## Texte de lecture
Depuis que vous avez découvert la jungle amazonienne dans La cité perdue de Conan Doyle, et vu Tintin remonter un mystérieux fleuve sud-américain dans Les Picaros, je suis certaine que vous avez toujours rêvé d’aller pêcher des piranhas en Amazonie. Le plus grand fleuve du monde, 10 fois plus long que notre Seine nationale et ses 777 km, est un aimant irrésistible pour tous voyageurs célestes mettant un pied sur le continent sud américain. Un rêve impossible ? Les tours opérateurs maîtrisent la chose aussi bien que les compagnies de bus qui charrient des milliers d’étudiants sans le sous vers le Mont Saint Michel.
Armés de nos sacs à dos de baroudeurs, de bottes en caoutchouc et d’anti-moustiques qui pue, nous prenons l’avion, qui, en deux heures va nous mener de Bogotá à la pointe sud de la Colombie. A Leticia, nous sommes harassés par la chaleur humide et tropicale. Nous filons chercher un tour opérateur pour notre ballade de cinq jours en Amazonie.
Ruancho, un colombien aux allures de Crocodile dandy, nous séduit par ses blagues salaces. A la tombée de la nuit, nous nous rendons au parc Santander, où des milliers de perroquets multicolores hurlent en cœur. Les oiseaux viennent se ravitailler en nourriture avant de rejoindre les abysses de la jungle. Le brouhaha des oiseaux dans l’obscurité naissante se mêle à une forte odeur de fiente.
Amazonie : dans la jungle, terrible jungle
Le lendemain, nous enfilons nos plus beaux atours, à savoir des sarouels et des bottes de pluie. Nous ressemblons à la mère de Staline dans son kolkhoze soviétique, prêts à affronter la jungle. Nous embarquons dans une lancha, une barque minuscule, avec Ruancho et un conducteur de pek-pek, onomatopée du bruit rutilant des embarcations. Les déchets s’amoncellent sur le port de fortune.
Prenant sa source au Pérou, le fleuve est l’unique point reliant le pays des lamas, le Brésil et la Colombie. Zone stratégie de commerces en tout genre, de la yuca, le magnoc, à la cocaïne, elle abrite plusieurs réserves de peuples indigènes. Ces derniers ne ressemblent en rien aux autochtones cannibales vêtus de pagne et de plumes qui habitent à huit jours de marche, dans la jungle du Brésil.
La première étape de notre périple est un gîte aux portes de la forêt brésilienne. Nous marchons pendant quatre heures dans une boue gluante, avant d’atteindre le cœur de la selva. Sur le chemin, nous passons devant plusieurs réserves aborigènes. Des maisons de guingois, construites en tôle, boue et lambeaux de plastique, sont bordées de potagers et de poules en goguette.

## Lignes de données
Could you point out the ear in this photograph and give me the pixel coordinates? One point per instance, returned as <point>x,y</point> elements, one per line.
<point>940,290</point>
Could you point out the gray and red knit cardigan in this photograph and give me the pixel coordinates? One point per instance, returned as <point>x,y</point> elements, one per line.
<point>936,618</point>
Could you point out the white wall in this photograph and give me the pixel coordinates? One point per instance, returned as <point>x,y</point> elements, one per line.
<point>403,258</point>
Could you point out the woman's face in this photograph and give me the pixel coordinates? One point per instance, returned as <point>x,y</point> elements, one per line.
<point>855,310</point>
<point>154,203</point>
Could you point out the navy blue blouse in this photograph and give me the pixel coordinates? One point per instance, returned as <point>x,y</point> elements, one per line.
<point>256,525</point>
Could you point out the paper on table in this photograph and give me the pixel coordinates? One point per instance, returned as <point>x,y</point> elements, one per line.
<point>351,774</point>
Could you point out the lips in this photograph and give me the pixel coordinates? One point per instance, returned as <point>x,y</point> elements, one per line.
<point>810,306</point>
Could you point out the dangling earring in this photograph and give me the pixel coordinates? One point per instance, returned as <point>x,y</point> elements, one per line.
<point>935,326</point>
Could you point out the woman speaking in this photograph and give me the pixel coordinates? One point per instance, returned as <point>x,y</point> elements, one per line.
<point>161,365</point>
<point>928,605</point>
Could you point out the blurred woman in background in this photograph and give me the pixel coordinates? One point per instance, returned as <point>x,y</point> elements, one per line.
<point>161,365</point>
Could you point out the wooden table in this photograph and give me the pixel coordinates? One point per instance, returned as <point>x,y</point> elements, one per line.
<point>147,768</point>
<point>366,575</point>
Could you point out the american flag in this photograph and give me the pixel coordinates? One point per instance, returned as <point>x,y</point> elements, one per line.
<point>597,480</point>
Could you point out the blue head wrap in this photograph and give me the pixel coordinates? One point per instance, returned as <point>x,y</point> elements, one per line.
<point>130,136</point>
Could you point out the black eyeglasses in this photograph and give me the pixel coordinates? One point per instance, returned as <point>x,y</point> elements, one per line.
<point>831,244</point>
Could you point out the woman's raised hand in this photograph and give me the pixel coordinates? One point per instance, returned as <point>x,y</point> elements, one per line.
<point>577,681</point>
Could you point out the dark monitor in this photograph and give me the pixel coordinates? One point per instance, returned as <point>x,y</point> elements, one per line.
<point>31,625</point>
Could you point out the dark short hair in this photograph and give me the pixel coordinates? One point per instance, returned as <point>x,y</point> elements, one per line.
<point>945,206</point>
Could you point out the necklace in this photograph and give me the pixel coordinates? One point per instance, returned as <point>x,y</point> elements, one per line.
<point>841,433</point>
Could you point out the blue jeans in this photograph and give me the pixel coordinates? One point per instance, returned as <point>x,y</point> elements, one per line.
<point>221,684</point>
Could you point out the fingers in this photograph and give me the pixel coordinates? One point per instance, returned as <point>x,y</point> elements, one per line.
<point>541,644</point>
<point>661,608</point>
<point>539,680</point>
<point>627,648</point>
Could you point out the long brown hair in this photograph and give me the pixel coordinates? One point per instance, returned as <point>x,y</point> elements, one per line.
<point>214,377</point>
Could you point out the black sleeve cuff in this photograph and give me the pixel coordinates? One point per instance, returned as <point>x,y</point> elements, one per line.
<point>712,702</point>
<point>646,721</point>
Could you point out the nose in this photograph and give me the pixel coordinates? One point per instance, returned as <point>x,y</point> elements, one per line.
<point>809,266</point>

...

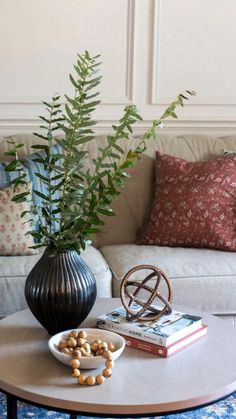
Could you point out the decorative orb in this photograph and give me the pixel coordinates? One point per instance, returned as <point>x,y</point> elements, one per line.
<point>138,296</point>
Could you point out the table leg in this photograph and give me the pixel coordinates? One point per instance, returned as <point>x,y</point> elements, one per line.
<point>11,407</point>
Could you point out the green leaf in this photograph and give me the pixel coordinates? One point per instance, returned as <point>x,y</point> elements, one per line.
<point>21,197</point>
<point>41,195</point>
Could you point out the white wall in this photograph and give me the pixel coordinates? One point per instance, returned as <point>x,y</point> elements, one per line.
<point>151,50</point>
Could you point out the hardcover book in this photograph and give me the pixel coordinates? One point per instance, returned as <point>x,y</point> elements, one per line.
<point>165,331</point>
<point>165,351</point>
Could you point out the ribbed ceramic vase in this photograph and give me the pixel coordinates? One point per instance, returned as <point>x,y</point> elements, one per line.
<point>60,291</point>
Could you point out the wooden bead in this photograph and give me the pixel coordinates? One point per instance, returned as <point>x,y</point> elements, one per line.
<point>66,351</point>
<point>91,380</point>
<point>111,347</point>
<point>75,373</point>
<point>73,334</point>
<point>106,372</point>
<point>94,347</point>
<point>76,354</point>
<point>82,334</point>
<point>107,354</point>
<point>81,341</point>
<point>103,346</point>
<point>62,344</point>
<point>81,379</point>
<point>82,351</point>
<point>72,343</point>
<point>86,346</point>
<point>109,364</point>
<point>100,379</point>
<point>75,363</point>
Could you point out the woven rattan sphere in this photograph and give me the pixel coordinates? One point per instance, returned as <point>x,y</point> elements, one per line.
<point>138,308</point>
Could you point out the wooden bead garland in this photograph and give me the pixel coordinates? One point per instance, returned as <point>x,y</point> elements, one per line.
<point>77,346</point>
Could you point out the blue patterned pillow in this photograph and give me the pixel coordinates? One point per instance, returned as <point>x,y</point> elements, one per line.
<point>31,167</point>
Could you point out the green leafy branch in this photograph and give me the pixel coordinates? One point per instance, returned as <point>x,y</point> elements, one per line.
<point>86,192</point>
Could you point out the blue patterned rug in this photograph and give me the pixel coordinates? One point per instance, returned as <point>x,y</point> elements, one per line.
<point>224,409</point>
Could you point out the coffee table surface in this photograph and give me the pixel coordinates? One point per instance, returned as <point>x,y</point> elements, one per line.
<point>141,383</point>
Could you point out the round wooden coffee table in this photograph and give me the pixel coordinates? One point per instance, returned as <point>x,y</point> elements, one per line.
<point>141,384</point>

---

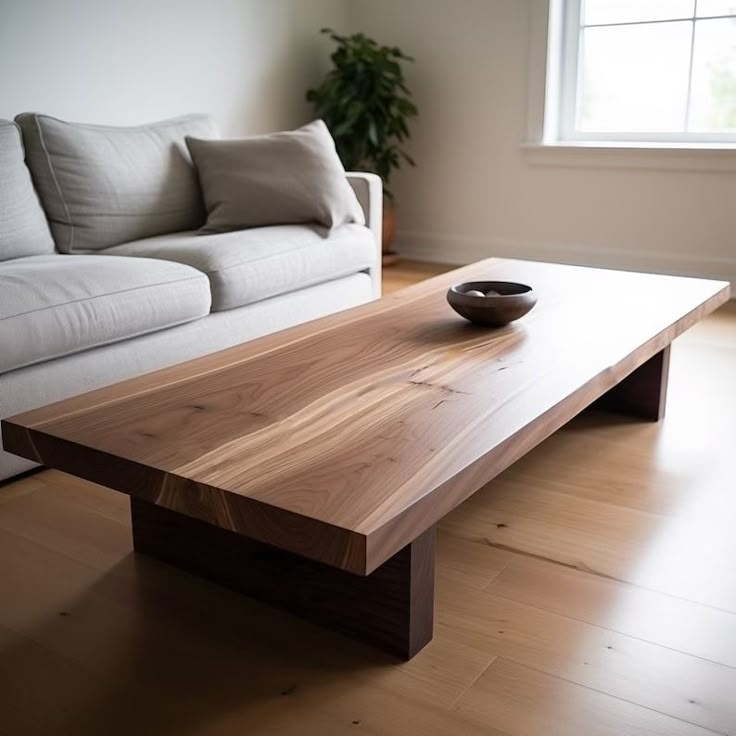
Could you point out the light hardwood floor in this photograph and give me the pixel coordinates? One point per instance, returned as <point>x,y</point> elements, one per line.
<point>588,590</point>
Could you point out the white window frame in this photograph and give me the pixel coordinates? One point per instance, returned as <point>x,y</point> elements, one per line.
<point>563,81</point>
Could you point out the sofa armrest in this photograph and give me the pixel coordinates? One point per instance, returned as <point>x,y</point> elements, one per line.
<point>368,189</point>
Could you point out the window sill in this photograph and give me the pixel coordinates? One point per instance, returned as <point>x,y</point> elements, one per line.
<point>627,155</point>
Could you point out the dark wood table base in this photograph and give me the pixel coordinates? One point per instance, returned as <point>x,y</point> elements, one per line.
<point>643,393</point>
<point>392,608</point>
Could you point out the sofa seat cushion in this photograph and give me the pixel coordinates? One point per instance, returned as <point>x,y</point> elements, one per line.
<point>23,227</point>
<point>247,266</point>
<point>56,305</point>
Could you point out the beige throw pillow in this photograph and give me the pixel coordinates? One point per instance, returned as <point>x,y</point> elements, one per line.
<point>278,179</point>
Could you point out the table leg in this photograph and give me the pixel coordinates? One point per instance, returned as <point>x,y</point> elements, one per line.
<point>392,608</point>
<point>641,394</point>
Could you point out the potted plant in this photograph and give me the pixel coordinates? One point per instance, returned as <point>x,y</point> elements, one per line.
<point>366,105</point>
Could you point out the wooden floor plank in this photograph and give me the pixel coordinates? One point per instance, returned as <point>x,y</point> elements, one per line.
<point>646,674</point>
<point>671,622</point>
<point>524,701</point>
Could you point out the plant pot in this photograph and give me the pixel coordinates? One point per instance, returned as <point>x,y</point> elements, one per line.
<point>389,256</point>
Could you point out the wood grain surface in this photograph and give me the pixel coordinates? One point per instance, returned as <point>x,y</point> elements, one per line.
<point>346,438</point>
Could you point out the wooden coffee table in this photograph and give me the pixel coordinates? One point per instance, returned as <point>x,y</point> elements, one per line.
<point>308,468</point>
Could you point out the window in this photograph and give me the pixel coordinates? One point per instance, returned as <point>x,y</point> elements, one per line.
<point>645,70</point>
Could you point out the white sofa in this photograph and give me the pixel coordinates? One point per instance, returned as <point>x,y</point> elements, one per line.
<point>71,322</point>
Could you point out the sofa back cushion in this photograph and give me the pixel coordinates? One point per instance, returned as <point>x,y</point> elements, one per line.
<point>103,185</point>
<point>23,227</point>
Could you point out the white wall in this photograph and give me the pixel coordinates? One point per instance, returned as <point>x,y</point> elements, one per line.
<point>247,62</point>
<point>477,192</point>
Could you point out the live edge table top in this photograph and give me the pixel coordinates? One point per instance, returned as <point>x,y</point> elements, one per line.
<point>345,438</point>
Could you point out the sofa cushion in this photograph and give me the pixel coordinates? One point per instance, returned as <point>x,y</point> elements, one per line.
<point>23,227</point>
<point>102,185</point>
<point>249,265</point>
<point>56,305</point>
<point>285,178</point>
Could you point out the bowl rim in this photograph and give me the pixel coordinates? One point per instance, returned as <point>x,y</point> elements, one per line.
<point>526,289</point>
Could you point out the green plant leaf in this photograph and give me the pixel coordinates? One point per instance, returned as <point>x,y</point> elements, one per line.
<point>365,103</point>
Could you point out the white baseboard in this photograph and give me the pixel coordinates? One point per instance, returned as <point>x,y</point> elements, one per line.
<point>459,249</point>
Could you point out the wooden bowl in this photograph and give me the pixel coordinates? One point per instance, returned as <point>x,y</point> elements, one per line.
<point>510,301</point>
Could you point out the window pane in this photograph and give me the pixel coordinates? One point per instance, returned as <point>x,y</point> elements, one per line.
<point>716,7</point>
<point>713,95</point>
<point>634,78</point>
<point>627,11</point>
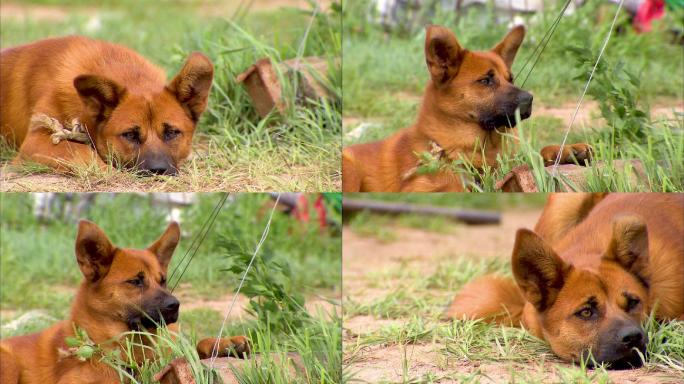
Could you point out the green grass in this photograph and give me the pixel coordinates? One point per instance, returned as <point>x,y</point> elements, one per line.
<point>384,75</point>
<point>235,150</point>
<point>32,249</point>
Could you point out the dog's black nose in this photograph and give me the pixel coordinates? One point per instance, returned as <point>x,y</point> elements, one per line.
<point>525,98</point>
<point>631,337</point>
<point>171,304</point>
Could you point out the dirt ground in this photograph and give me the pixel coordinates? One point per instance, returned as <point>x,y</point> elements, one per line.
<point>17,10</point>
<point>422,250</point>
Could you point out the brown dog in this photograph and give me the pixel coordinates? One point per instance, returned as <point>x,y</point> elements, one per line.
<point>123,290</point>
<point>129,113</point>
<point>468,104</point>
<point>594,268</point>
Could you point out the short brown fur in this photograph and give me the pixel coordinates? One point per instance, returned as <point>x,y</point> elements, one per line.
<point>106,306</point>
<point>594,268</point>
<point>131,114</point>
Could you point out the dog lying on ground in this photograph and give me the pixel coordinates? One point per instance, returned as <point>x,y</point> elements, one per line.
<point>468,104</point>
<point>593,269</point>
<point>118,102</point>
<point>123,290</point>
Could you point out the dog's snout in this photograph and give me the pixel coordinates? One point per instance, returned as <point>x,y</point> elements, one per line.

## Série de tâches
- a) D'après le récit de voyage en Amazonie, combien de temps dure le vol entre Bogotá et la pointe sud de la Colombie ?
- b) Imprimez le passage du récit de voyage en Amazonie qui va de « Amazonie : dans » à « jungle du Brésil. ».

## Tâches résolues
- a) Deux heures.

- b)
Amazonie : dans la jungle, terrible jungle
Le lendemain, nous enfilons nos plus beaux atours, à savoir des sarouels et des bottes de pluie. Nous ressemblons à la mère de Staline dans son kolkhoze soviétique, prêts à affronter la jungle. Nous embarquons dans une lancha, une barque minuscule, avec Ruancho et un conducteur de pek-pek, onomatopée du bruit rutilant des embarcations. Les déchets s’amoncellent sur le port de fortune.
Prenant sa source au Pérou, le fleuve est l’unique point reliant le pays des lamas, le Brésil et la Colombie. Zone stratégie de commerces en tout genre, de la yuca, le magnoc, à la cocaïne, elle abrite plusieurs réserves de peuples indigènes. Ces derniers ne ressemblent en rien aux autochtones cannibales vêtus de pagne et de plumes qui habitent à huit jours de marche, dans la jungle du Brésil.